YOUR OBJECTIVE:
Every record must reappear in the answer exactly as given.

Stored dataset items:
+-------+

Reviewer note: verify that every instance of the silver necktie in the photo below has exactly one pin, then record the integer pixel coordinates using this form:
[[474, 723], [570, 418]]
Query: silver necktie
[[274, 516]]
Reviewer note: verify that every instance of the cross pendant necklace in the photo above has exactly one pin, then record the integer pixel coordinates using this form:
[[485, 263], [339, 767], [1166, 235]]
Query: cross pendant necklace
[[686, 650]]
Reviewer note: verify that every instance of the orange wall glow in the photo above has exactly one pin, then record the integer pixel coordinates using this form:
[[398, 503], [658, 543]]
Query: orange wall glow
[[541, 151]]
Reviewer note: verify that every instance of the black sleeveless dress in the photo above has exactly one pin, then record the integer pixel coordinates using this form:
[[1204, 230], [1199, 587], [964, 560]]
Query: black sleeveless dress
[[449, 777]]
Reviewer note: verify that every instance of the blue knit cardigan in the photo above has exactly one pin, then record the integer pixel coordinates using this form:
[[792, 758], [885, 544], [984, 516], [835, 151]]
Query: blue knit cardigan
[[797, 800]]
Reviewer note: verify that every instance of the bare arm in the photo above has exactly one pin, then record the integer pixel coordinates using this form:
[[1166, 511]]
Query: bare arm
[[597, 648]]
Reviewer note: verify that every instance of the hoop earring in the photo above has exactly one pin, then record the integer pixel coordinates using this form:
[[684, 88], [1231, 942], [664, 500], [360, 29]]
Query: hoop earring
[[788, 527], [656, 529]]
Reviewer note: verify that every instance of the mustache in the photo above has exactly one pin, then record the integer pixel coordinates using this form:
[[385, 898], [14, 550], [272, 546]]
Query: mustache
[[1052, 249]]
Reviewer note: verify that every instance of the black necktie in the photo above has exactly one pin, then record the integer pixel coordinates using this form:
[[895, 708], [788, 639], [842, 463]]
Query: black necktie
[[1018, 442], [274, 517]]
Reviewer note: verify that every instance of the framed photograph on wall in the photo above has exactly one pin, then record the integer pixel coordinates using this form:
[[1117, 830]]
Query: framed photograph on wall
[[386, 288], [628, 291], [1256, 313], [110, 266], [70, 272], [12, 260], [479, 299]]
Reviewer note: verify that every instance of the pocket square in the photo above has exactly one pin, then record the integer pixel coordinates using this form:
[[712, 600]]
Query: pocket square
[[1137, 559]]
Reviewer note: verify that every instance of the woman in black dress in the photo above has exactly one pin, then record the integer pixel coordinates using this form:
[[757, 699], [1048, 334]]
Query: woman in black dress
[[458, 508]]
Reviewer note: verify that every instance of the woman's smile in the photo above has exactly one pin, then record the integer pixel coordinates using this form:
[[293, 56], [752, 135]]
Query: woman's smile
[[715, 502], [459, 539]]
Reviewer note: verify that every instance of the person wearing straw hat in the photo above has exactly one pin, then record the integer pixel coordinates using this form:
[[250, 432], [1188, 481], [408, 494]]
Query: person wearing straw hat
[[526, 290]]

+-------+

SOLUTION TO THE EXERCISE:
Reviewer note: verify that every instance of the silver necktie in the photo below has exactly one pin, then record the integer pixel coordinates using this form:
[[474, 723], [570, 418]]
Query: silver necktie
[[274, 516]]
Reviewer note: verify that every instance of the cross pendant necklace in the photo above has exactly one pin, then record the integer pixel coordinates using this form:
[[485, 263], [339, 767], [1166, 235]]
Query: cross pendant necklace
[[686, 650]]
Reviewer note: verify that every instance of the orange wall glow in the photo above has exactly one pin, then record the integer pixel coordinates using this form:
[[398, 503], [658, 543]]
Query: orange wall glow
[[541, 151]]
Reviewer note: verify that every instance of the black sleeveless dress in the photo above has exactly one pin, then record the integer pixel coordinates using this form:
[[1204, 230], [1199, 587], [964, 560]]
Query: black sleeveless dress
[[449, 777]]
Reviewer note: verify that every instance of the blue knit cardigan in the photo above has exactly one pin, then record the integer pixel coordinates using this form:
[[792, 758], [885, 544], [984, 516], [835, 151]]
Query: blue knit cardigan
[[797, 800]]
Reviewer note: verify that every instance of the bare arm in the photo above has exactly one pin, then record the integer pixel coordinates using this form:
[[1166, 511]]
Query: bare arm
[[597, 648]]
Reviewer note: verify that every instance of the hoop earring in the photo above has exactly one pin, then record the integer pixel coordinates using this form:
[[684, 88], [1231, 942], [664, 500], [360, 29]]
Query: hoop earring
[[788, 527], [656, 529]]
Reviewer note: verify that every instance of the mustache in the photo above has exactly one pin, then record the integer pixel coordinates using this form:
[[385, 898], [14, 550], [272, 546]]
Query: mustache
[[1052, 249]]
Reviewer note: verify that every instance of the black necktie in the photo above has exactly one pin, then record the integer pixel coordinates using this form:
[[895, 708], [788, 639], [842, 463]]
Query: black necktie
[[1018, 442], [274, 517]]
Reviewer note: verify that every instance of the framed photograph on wall in the photo above has exactly one pin, then record the integer pixel coordinates using this form:
[[1117, 830]]
Query: framed photograph on wall
[[386, 288], [628, 291], [1256, 313], [110, 266], [70, 272], [12, 260], [479, 299]]
Reviewer note: verify that every instance of the pocket square in the photo above has exactly one pin, then record the integer pixel coordinates using this form:
[[712, 600]]
Query: pocket square
[[1137, 559]]
Reviewer note: verify that every instance of the woman in black dress in the photo above has exactly one pin, then record the integer pixel coordinates using this form:
[[757, 699], [1048, 334]]
Query: woman in black dress
[[458, 508]]
Reviewer note: verify that every instance of the woman's smile in the photo above has exactly one pin, then record the integer pixel coordinates using this form:
[[293, 56], [752, 135]]
Query: woman's smile
[[715, 502], [459, 539]]
Reviewer note: verify that every instance of the person wearing straw hat in the photo above has exactly one pin, then record the integer pixel coordinates using this form:
[[250, 432], [1188, 481], [408, 494]]
Query: person wearing straw hat
[[526, 290]]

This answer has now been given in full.